Check your understanding:
(a) List every person named in the passage about Copernicus's will and book.
(b) In the passage about Copernicus's will and book, copy the words from "The very next" up to and including "written for mathematicians." verbatim.

Text:
---*---
His will divided his cash reserve of five hundred marks among the children of his nieces—Katyryna’s daughters, long since married and mothers several times over. If he accumulated greater wealth through the years, he must have given it away before he fell ill. He left his medical texts to Emerich, and his other books to the chapter library. His own book, his only lasting legacy, was now an orphan.

The final signatures of On the Revolutions to reach Copernicus contained the first few pages, including the title page, which identified the author without fanfare as “Nicolaus Copernicus of Torun.” After a lifetime spent in Varmia, he still belonged to his native city, while his work, Six Books on the Revolutions of the Heavenly Spheres, entered the world (as the bottom of the page attests) through the press of Johannes Petreius, Nuremberg, 1543. Above his own name the printer had placed a welcome—and a warning—to the potential audience.

“You have in this recent work, studious reader,” Petreius announced, “the motion of both the fixed stars and the planets, restored on the basis of ancient as well as recent observations, and also outfitted with new and marvelous hypotheses. You also have most expeditious tables, from which you can compute those motions with the utmost ease for any time whatever. Therefore buy, read, profit.”

The very next line sounded a caution in Greek: “Let no one untrained in geometry enter here.” This maxim, which reputedly appeared over the gate to Plato’s Academy, reiterated Copernicus’s own contention that mathematics was written for mathematicians.
---*---
(Region descriptions in natural language)
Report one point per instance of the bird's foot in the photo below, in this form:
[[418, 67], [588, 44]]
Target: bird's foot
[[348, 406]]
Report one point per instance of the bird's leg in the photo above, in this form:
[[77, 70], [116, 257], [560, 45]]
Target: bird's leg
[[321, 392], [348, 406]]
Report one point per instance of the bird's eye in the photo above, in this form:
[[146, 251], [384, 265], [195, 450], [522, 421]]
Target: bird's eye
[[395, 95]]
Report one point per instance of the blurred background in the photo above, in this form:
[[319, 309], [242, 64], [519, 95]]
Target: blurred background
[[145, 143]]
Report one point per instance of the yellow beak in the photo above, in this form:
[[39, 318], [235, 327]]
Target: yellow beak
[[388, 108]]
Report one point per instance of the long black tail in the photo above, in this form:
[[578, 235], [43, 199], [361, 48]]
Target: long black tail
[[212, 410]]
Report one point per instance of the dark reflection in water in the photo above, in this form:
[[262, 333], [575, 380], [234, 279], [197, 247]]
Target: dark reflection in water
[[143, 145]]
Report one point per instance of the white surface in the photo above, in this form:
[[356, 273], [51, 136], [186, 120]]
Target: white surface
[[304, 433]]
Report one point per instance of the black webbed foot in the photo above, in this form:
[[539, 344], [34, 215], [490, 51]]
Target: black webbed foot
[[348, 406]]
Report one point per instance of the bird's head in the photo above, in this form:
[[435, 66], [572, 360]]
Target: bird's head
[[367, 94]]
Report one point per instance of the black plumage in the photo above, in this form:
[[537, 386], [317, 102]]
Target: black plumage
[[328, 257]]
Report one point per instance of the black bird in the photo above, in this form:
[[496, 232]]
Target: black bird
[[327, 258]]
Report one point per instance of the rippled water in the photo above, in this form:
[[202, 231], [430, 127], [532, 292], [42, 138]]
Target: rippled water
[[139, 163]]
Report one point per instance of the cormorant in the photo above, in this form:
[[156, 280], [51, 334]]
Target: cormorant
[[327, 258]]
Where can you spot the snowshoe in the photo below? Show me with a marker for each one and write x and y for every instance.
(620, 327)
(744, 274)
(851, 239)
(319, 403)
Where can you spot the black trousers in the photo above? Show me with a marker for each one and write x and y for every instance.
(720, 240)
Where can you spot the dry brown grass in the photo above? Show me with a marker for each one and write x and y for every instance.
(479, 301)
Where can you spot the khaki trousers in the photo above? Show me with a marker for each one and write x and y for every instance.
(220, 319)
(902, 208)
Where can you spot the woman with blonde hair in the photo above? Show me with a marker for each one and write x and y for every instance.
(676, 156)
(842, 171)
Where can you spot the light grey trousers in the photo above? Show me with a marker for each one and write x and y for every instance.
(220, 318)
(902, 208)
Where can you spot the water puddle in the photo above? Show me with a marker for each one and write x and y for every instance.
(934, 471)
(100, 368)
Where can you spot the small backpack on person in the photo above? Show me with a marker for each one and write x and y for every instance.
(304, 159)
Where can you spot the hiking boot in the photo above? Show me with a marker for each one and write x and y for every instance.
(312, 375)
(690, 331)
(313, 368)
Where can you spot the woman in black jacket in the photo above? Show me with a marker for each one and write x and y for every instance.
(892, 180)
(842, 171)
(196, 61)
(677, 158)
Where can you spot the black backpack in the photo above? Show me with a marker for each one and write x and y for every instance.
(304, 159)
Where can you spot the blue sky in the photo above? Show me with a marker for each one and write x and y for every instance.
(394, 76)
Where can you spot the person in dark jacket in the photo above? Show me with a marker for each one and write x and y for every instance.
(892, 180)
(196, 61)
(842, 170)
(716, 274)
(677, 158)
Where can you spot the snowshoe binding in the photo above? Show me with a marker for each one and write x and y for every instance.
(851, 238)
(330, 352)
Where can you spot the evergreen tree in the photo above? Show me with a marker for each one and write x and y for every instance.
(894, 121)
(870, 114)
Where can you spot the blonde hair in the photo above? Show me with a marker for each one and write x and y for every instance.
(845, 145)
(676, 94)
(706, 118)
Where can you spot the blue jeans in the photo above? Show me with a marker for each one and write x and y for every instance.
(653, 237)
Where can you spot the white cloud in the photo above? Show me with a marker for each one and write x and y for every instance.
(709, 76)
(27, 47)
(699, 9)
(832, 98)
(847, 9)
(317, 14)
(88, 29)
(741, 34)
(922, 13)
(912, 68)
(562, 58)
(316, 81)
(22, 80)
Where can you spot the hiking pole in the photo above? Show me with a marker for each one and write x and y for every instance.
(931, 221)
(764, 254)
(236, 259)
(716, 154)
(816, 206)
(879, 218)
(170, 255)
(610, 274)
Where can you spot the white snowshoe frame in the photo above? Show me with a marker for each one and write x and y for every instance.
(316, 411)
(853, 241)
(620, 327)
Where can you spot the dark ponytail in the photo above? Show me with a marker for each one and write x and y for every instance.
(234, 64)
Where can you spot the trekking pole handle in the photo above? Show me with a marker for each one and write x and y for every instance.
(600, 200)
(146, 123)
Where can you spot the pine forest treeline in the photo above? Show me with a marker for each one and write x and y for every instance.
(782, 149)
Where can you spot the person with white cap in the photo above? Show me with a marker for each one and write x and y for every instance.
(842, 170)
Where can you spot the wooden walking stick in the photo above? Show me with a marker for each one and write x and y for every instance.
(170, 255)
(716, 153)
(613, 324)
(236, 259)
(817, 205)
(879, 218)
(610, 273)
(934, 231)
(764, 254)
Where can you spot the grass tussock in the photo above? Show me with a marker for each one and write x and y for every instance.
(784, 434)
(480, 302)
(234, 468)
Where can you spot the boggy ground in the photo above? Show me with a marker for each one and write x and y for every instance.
---*---
Per-task outputs:
(a) Katyryna, Emerich, Nicolaus Copernicus, Johannes Petreius, Plato

(b)
The very next line sounded a caution in Greek: “Let no one untrained in geometry enter here.” This maxim, which reputedly appeared over the gate to Plato’s Academy, reiterated Copernicus’s own contention that mathematics was written for mathematicians.